제시된 과제> 아래 항목의 모든 줄을 빈 줄은 빼고 번호를 매긴 목록으로 제시하세요.

### 데이터 목록

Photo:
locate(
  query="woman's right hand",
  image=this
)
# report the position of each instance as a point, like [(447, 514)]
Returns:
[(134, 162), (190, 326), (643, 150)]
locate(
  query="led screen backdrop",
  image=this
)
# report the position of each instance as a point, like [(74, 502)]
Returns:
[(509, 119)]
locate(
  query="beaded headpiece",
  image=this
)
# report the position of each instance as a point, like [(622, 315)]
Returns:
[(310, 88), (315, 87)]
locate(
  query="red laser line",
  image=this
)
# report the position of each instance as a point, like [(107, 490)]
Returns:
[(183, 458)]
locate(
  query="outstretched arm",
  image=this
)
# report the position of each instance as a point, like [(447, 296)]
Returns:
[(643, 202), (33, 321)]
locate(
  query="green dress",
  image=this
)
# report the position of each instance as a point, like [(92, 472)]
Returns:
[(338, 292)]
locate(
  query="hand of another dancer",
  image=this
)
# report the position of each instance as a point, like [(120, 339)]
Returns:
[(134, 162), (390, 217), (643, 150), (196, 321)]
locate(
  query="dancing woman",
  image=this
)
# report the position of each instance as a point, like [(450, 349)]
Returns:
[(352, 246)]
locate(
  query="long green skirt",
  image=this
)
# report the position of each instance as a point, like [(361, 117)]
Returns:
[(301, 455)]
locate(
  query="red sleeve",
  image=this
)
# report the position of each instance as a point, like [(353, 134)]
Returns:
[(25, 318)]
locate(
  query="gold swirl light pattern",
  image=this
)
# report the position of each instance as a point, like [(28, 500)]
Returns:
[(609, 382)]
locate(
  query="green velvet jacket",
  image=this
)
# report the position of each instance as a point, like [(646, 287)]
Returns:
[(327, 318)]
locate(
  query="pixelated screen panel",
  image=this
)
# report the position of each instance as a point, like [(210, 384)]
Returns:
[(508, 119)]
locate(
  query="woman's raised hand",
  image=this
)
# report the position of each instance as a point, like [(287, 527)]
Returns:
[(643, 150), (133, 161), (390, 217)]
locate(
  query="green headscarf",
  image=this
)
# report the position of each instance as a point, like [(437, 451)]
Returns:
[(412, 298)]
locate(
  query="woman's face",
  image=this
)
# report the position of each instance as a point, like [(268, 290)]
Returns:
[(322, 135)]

######

정답 풀이>
1. Photo:
2. locate(
3.   query="woman's right hand",
4.   image=this
5. )
6. # report the position of each instance as a point, like [(447, 514)]
7. Returns:
8. [(134, 162), (190, 326), (643, 150)]
9. locate(
10.   query="led screen backdrop",
11.   image=this
12. )
13. # report the position of each instance as a point, like [(74, 502)]
14. Returns:
15. [(509, 119)]
16. locate(
17.   query="beaded headpiece",
18.   image=this
19. )
20. # report the position of each instance as a point, like [(622, 315)]
21. Returns:
22. [(310, 88), (315, 87)]
23. locate(
24.   query="red laser line",
25.   image=this
26. )
27. # report the position of each instance as a point, like [(107, 490)]
28. Returns:
29. [(183, 458)]
30. locate(
31.   query="outstretched arm",
32.   image=this
33. )
34. # report the position of each instance as a point, like [(447, 296)]
35. Returns:
36. [(643, 202), (33, 321)]
37. locate(
38.   query="green dress",
39.   image=this
40. )
41. # report the position of each instance as a point, like [(92, 472)]
42. Returns:
43. [(338, 292)]
44. locate(
45.   query="hand of another dancer",
46.   image=this
47. )
48. # report the position of each instance as a point, like [(120, 339)]
49. Returns:
50. [(134, 162), (390, 217), (643, 150), (196, 321)]
51. locate(
52.   query="dancing woman",
53.   image=this
54. )
55. # report the position of each instance as a point, like [(450, 349)]
56. Returns:
57. [(352, 246)]
58. locate(
59.   query="long green skirt",
60.   image=this
61. )
62. # report the position of each instance as a point, like [(361, 117)]
63. Returns:
64. [(301, 455)]
65. locate(
66.   query="red sleeve",
67.   image=this
68. )
69. # report the position of each instance as a point, like [(353, 134)]
70. Returns:
71. [(25, 318)]
72. locate(
73.   query="gold swirl light pattern",
74.   image=this
75. )
76. # report the position of each instance as a point, like [(28, 500)]
77. Returns:
78. [(609, 382)]
79. locate(
80.   query="green velvet jacket",
81.   image=this
82. )
83. # report the position of each instance as a point, like [(646, 287)]
84. Returns:
85. [(327, 318)]
86. locate(
87.   query="pixelated screen panel",
88.   image=this
89. )
90. # report the position of each instance as a point, like [(210, 384)]
91. Returns:
92. [(508, 119)]
93. locate(
94.   query="woman's raised hand",
95.   image=this
96. )
97. # report the position of each instance as a point, like [(287, 527)]
98. Returns:
99. [(643, 150), (133, 161), (390, 217)]
100. locate(
101.   query="green headscarf",
102.   image=this
103. )
104. # report the position of each instance as a point, like [(437, 451)]
105. Returns:
106. [(412, 298)]
107. locate(
108.   query="woman's face",
109.   image=this
110. )
111. # report the position of each instance as a point, like [(268, 290)]
112. Returns:
113. [(322, 135)]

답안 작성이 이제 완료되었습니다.